[Extracted records]
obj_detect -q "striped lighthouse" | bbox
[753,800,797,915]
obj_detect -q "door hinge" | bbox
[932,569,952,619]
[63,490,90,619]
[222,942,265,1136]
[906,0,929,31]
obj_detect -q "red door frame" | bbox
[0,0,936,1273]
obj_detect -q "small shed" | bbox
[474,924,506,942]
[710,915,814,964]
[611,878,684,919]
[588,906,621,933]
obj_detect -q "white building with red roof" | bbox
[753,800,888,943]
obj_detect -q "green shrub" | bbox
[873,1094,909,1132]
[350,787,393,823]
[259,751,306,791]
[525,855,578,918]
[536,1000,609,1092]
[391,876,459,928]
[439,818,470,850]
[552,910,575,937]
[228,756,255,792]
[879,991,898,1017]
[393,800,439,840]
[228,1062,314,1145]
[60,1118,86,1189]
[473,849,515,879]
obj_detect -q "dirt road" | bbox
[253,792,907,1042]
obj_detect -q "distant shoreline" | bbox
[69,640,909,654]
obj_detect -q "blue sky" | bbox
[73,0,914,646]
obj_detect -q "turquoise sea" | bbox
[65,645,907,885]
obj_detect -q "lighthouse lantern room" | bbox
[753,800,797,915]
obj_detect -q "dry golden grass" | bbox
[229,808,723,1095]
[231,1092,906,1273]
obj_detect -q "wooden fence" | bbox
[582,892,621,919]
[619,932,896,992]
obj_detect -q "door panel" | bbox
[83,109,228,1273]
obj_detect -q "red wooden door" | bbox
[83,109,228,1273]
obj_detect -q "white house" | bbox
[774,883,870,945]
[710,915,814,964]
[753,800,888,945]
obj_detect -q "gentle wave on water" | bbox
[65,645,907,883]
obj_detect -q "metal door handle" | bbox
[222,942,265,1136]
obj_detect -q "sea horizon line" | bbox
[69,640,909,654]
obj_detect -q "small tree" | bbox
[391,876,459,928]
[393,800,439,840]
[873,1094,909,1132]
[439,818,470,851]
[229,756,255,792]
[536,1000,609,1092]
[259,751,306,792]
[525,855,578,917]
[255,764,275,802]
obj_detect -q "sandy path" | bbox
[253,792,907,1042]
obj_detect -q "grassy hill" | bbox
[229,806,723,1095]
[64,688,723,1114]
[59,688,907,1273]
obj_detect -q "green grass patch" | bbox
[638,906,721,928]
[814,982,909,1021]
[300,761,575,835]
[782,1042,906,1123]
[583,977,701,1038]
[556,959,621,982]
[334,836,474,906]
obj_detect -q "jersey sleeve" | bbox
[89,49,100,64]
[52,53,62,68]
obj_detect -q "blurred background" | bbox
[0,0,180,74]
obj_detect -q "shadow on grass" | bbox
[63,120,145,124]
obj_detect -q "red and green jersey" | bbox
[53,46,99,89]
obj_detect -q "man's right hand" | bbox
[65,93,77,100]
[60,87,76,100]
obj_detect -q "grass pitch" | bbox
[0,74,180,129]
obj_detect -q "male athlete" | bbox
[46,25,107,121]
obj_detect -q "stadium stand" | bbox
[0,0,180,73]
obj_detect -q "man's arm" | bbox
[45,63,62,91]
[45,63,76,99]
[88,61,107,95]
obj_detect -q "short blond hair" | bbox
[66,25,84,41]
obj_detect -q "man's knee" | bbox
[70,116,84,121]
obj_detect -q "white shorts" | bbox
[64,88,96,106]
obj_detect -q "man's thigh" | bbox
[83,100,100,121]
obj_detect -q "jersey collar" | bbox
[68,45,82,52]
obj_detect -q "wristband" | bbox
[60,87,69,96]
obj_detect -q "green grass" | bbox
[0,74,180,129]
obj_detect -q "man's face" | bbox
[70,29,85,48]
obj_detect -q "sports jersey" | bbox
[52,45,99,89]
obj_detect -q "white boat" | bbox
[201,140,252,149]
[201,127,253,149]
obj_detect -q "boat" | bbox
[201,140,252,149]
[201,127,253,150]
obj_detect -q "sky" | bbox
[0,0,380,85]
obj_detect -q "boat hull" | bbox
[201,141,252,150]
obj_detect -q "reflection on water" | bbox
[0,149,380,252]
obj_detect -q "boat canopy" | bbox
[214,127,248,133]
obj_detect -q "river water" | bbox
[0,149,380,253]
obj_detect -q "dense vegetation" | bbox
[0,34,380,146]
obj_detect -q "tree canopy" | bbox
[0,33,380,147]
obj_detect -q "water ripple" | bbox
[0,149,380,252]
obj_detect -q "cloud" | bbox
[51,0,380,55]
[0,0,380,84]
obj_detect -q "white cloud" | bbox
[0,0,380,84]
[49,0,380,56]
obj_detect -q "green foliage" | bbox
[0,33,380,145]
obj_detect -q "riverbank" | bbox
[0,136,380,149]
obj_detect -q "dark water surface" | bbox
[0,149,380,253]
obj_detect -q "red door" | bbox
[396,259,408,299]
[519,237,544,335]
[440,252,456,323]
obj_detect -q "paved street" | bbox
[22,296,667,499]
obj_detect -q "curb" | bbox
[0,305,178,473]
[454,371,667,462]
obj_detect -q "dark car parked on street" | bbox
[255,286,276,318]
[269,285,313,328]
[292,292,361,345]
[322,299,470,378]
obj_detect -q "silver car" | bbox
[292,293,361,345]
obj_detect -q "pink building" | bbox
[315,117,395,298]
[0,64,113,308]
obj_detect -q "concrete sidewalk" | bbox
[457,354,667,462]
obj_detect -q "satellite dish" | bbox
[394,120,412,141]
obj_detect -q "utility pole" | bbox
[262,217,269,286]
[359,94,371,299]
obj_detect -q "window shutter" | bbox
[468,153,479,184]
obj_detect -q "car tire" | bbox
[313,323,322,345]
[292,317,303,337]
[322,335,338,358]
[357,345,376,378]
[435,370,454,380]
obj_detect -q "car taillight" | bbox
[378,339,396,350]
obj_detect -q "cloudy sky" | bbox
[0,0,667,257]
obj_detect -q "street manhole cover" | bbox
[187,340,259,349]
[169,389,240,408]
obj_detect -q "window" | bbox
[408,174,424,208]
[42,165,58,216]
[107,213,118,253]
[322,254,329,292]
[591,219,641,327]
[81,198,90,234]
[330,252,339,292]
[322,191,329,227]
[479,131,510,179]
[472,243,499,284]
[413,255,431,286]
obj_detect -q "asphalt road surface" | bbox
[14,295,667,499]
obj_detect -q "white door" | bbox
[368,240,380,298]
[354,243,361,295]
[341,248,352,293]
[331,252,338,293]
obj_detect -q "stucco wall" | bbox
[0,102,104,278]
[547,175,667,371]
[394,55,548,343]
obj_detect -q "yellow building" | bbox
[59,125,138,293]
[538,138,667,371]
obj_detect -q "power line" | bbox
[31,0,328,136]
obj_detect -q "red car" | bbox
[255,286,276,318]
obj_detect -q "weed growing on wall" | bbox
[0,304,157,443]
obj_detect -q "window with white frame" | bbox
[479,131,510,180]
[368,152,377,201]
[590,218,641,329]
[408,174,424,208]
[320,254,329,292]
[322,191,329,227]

==

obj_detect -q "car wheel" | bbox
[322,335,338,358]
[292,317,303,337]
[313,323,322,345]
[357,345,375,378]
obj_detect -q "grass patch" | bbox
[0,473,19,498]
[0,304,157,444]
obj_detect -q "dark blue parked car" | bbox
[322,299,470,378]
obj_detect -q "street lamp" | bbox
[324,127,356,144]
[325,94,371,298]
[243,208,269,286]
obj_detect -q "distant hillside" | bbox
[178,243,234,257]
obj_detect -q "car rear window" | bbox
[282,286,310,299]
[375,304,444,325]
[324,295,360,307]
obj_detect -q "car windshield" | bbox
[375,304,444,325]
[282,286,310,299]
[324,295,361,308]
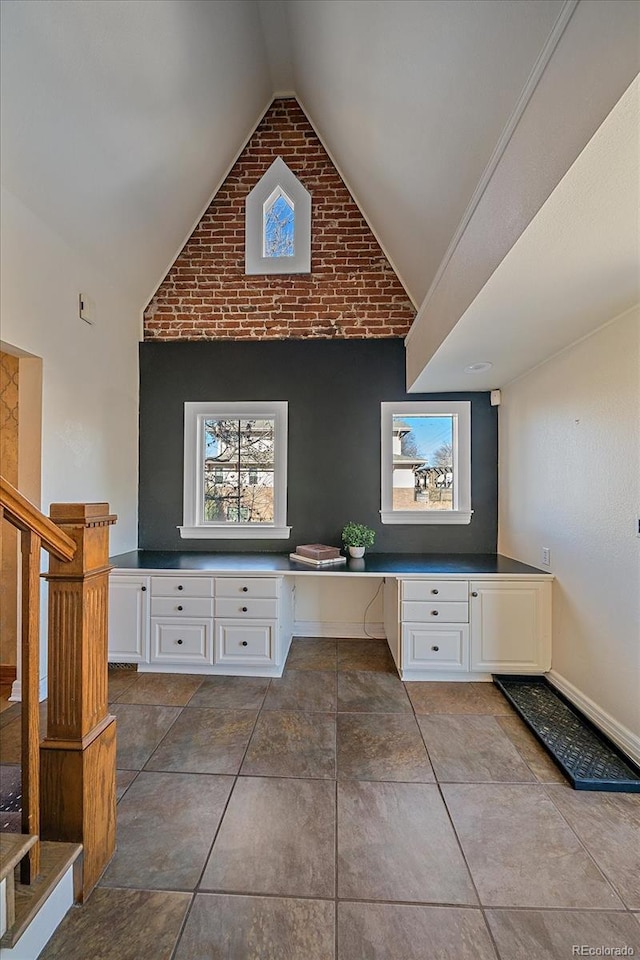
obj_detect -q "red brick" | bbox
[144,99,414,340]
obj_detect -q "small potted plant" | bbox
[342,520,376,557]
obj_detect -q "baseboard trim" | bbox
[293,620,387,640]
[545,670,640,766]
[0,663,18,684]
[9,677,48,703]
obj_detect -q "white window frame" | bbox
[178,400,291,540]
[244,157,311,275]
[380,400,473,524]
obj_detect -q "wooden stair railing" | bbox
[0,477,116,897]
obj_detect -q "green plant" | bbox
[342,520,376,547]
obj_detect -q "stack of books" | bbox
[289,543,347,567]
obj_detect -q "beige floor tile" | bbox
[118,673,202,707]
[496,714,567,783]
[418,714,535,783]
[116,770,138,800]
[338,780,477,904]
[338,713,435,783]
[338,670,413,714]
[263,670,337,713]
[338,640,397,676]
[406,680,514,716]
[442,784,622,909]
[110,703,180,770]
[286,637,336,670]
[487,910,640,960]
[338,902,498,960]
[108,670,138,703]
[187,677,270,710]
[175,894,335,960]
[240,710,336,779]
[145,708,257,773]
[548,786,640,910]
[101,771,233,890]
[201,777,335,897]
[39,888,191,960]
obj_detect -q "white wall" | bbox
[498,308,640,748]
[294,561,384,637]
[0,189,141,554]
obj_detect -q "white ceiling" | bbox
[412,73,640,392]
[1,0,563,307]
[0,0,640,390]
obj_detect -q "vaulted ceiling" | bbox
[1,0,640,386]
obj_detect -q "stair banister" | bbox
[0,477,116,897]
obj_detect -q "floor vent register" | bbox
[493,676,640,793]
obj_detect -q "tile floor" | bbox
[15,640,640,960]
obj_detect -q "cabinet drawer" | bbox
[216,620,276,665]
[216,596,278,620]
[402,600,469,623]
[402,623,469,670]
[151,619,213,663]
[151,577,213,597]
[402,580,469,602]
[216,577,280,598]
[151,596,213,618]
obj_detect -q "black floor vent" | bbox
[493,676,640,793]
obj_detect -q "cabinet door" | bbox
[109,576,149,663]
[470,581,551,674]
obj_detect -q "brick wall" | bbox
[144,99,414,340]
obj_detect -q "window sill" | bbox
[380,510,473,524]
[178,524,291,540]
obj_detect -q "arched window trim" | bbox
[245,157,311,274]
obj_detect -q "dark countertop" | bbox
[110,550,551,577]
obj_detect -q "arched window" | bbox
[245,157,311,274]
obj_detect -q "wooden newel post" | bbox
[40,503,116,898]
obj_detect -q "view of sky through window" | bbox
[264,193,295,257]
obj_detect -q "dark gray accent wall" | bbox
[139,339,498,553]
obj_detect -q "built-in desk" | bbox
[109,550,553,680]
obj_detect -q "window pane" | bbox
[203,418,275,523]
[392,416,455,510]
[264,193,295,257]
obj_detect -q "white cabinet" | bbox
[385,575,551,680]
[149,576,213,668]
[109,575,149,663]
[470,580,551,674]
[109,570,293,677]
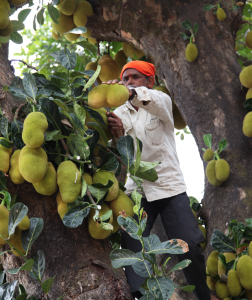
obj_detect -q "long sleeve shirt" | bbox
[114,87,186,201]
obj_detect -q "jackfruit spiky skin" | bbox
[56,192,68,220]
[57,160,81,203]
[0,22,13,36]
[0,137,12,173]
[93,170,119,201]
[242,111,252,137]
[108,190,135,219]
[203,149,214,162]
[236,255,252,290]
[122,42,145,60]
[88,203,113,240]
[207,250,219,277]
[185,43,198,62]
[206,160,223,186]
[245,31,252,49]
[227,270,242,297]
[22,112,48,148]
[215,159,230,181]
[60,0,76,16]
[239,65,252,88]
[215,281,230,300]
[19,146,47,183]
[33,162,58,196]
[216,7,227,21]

==

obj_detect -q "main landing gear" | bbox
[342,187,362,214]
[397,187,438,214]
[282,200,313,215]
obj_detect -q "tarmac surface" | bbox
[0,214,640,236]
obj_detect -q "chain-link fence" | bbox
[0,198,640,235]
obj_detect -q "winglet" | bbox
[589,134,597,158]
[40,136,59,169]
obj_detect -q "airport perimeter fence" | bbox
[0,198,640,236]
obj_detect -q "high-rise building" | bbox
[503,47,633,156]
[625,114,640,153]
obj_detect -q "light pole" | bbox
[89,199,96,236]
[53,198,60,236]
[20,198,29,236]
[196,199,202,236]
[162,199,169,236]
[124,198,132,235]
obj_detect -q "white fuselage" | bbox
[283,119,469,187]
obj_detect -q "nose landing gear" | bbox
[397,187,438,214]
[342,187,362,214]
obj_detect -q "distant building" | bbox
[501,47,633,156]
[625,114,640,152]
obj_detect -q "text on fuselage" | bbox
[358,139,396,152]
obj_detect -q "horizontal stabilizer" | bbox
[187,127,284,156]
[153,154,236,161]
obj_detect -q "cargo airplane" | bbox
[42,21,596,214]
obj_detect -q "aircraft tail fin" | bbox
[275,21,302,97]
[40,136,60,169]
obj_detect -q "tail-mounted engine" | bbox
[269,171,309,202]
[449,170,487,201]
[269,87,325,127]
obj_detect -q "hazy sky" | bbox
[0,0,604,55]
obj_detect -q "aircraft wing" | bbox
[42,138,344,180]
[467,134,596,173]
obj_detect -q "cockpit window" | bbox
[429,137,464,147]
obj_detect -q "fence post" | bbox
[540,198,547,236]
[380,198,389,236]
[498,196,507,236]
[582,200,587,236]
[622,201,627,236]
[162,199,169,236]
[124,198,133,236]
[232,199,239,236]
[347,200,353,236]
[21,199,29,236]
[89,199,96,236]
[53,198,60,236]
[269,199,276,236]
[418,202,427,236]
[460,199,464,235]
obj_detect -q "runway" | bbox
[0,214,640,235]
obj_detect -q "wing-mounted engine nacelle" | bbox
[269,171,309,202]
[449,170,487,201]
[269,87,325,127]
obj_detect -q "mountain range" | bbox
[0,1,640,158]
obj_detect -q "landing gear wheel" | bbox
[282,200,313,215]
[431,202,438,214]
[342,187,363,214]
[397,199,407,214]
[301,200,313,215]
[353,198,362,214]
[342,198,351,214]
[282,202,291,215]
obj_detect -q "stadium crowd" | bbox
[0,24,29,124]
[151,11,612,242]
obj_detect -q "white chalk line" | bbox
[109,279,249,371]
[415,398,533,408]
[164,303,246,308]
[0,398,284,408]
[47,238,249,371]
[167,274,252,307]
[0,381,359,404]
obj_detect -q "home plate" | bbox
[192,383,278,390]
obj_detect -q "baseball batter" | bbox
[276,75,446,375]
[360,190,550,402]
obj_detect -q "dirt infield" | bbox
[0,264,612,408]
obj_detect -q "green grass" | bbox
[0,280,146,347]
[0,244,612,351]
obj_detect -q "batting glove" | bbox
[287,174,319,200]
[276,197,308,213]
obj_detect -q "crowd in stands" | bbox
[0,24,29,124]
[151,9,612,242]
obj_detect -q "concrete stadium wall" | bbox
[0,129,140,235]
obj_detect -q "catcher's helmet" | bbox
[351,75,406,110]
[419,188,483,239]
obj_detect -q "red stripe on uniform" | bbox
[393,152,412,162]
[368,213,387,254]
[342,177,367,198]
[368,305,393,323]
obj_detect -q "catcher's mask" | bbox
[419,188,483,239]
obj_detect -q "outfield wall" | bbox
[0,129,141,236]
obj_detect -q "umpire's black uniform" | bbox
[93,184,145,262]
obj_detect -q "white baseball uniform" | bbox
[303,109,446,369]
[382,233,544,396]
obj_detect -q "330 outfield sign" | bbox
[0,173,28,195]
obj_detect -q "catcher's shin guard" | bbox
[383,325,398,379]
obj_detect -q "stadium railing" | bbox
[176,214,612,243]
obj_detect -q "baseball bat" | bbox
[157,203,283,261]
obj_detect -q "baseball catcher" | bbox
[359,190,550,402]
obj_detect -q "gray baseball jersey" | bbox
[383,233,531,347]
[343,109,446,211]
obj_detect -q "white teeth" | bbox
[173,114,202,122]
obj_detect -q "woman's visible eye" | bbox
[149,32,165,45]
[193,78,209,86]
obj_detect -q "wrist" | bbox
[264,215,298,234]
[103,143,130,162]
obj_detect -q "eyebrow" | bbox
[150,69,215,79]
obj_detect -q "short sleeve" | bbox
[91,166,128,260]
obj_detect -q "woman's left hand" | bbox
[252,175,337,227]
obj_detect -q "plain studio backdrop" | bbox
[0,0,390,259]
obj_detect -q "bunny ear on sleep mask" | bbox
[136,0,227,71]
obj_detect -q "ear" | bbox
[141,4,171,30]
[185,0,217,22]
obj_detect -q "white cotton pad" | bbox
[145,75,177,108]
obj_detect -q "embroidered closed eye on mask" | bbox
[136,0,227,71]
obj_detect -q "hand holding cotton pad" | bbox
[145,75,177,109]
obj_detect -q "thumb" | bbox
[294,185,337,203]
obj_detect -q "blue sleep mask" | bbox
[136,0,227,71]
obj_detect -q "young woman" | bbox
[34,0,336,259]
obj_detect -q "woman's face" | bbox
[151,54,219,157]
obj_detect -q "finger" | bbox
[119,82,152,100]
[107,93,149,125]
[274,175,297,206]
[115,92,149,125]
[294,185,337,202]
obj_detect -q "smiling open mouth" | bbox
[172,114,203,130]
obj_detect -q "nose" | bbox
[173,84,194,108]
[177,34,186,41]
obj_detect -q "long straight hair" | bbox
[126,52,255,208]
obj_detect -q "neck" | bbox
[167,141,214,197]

* [Task objective]:
List every line in the listing that contains the word "distant".

* [Response below]:
obj_detect -q "distant shoreline" | bbox
obj_detect -q "distant hillside" | bbox
obj_detect -q "distant building" | bbox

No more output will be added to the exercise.